• _Short exercise_:
Transcribe the entries word for word, starting at the first line and ending at the line that contains "M547 234L533 202L480".

• _Data to process_:
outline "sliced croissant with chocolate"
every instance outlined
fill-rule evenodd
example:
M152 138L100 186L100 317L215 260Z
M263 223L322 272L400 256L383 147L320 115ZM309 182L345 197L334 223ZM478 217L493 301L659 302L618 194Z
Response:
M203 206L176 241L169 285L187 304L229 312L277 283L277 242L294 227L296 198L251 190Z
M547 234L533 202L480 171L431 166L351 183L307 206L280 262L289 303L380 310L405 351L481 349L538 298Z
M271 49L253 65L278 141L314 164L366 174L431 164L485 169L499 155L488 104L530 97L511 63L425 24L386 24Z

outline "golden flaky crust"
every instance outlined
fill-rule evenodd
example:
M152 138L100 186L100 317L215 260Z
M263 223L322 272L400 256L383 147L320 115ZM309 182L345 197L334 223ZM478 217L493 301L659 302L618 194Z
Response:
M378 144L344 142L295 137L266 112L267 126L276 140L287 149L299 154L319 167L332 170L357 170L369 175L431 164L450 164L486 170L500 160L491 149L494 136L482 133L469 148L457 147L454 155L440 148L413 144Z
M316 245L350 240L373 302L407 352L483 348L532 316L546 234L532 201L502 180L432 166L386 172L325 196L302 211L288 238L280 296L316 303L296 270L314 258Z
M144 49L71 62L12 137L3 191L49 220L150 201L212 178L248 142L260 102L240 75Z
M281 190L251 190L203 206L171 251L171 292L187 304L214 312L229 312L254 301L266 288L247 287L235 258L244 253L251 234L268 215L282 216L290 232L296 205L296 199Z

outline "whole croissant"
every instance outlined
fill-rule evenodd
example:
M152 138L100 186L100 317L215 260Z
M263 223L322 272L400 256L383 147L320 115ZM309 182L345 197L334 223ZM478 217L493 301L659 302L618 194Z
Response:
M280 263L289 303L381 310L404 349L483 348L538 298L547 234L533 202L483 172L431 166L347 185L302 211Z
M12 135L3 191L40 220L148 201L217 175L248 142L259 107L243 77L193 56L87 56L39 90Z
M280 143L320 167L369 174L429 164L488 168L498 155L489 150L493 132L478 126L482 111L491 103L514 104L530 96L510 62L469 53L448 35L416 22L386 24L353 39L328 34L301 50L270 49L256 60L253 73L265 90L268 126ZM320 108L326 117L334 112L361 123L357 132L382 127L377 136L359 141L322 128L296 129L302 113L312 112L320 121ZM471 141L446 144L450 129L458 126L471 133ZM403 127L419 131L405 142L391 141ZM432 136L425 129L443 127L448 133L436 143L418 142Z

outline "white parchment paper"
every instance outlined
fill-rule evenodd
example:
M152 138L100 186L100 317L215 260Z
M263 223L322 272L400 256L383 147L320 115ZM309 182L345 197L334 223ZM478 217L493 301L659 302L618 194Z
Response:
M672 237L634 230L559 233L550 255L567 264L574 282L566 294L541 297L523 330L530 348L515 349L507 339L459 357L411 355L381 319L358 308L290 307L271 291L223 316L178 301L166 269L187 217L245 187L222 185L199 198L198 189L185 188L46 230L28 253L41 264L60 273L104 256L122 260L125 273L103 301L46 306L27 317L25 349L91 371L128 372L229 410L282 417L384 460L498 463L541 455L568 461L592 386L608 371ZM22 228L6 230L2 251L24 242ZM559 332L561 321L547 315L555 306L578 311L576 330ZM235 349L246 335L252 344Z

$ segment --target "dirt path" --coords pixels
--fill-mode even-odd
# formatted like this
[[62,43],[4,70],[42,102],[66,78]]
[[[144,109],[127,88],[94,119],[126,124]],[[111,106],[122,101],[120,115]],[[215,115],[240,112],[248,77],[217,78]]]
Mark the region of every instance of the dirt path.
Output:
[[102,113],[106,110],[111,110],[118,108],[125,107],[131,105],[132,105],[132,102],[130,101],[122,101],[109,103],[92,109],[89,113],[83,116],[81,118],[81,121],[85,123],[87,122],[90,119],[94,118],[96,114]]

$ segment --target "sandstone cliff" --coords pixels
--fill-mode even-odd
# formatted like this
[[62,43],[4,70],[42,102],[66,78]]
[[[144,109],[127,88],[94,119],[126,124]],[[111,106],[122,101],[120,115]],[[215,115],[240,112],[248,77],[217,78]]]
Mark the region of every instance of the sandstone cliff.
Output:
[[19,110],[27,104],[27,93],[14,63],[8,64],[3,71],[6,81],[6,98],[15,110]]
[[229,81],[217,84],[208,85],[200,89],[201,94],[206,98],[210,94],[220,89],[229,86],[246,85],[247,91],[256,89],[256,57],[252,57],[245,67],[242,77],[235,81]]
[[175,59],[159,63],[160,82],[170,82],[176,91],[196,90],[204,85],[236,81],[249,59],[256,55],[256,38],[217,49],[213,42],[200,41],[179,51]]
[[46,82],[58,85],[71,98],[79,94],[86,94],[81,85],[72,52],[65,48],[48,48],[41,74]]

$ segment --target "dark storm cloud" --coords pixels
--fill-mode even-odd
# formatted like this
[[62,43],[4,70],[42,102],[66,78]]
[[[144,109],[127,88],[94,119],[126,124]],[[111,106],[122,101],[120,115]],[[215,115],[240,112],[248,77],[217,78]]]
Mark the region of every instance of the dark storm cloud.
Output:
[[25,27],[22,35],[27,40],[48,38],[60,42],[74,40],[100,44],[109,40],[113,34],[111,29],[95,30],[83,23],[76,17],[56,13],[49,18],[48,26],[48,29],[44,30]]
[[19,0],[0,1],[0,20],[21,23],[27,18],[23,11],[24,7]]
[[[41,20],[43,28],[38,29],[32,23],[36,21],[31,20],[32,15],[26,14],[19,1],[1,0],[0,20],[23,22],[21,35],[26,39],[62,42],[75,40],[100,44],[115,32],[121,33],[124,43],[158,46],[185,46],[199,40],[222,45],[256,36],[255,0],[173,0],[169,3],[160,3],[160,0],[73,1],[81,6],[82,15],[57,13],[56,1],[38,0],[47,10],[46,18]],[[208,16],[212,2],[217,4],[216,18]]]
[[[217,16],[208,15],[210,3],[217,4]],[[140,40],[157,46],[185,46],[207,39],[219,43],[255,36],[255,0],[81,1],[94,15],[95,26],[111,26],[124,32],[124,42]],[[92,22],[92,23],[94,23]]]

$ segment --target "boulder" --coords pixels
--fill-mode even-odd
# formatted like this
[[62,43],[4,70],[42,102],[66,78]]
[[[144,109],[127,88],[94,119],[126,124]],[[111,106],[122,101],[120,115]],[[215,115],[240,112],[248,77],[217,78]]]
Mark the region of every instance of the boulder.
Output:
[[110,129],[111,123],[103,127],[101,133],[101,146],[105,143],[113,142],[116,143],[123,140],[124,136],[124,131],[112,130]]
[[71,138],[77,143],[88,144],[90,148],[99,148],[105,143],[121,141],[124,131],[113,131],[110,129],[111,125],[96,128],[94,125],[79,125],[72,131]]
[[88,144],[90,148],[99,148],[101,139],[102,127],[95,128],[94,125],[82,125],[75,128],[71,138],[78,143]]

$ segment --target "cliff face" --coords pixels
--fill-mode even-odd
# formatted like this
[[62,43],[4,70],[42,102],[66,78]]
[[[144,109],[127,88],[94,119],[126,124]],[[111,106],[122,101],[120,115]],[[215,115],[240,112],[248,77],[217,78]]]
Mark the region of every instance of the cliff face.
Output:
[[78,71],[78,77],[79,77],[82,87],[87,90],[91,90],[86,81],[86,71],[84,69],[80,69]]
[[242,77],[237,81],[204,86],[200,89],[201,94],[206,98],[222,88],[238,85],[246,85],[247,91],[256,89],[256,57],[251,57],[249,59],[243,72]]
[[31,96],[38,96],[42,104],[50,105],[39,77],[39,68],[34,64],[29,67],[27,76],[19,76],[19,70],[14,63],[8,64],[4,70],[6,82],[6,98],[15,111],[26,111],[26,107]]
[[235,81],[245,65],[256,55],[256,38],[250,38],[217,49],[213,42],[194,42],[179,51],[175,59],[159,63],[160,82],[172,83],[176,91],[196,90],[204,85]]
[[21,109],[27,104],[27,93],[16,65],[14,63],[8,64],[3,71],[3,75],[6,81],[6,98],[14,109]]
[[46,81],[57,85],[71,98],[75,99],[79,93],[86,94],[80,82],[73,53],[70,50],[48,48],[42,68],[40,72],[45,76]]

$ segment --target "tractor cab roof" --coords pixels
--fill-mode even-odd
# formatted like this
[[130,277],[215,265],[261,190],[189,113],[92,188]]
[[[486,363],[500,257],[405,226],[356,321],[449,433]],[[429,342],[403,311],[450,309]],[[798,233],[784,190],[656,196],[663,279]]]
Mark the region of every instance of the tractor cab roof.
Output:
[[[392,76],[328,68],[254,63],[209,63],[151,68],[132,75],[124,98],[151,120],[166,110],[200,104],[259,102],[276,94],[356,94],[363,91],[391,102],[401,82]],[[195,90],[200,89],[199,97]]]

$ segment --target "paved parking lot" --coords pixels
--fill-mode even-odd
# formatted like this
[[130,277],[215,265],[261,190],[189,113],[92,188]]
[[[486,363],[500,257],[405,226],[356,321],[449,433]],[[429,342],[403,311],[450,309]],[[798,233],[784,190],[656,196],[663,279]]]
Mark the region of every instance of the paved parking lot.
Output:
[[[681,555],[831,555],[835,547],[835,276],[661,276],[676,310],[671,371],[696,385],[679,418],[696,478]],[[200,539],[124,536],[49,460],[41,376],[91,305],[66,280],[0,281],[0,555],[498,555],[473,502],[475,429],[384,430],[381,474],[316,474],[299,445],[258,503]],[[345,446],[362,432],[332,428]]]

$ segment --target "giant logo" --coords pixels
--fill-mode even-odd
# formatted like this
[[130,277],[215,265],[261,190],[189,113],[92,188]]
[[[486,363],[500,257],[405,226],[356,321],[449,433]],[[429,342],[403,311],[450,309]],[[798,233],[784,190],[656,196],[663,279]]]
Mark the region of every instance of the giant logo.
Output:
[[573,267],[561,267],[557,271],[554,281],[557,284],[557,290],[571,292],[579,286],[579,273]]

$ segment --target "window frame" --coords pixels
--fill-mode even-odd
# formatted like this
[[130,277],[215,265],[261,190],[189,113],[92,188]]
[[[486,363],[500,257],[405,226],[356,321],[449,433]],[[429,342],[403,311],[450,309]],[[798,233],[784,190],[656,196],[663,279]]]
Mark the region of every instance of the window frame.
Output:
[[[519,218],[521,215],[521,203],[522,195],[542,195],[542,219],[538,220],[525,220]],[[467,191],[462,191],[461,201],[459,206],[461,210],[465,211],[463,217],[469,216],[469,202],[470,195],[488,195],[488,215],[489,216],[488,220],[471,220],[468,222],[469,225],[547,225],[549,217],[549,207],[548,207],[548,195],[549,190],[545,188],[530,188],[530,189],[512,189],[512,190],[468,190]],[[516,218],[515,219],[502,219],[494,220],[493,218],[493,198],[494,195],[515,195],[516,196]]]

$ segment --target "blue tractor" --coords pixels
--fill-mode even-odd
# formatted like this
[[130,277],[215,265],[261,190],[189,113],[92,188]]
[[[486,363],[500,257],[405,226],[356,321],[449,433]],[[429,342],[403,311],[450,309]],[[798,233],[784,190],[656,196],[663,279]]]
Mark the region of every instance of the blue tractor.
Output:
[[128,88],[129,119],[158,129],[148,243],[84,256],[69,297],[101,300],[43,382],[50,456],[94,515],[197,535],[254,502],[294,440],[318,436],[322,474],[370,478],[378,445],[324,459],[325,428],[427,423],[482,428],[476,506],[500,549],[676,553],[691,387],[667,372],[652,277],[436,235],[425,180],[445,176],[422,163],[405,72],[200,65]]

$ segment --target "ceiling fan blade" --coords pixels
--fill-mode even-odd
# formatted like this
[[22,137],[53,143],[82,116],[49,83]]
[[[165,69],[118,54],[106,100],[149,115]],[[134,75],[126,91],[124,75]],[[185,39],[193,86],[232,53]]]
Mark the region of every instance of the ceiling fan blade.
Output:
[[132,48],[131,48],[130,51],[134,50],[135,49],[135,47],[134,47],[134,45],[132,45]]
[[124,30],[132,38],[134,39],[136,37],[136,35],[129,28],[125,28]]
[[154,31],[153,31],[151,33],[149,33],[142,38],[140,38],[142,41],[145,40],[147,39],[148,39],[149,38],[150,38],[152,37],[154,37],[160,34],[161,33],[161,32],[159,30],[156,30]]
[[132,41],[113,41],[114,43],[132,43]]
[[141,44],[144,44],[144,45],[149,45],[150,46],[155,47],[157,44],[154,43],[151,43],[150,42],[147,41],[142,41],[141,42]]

• _Solution to this task_:
outline "sliced croissant with chocolate"
every instance outlined
fill-rule evenodd
example:
M152 138L100 186L100 317L215 260Z
M263 223L322 272L400 256L383 147L320 115ZM309 182L345 197L334 223ZM478 217L493 301L659 302L618 194Z
Response:
M203 206L176 241L169 285L187 304L229 312L277 283L277 242L294 227L296 198L251 190Z
M547 234L533 202L480 171L431 166L351 183L307 206L280 262L289 303L380 310L405 351L481 349L538 298Z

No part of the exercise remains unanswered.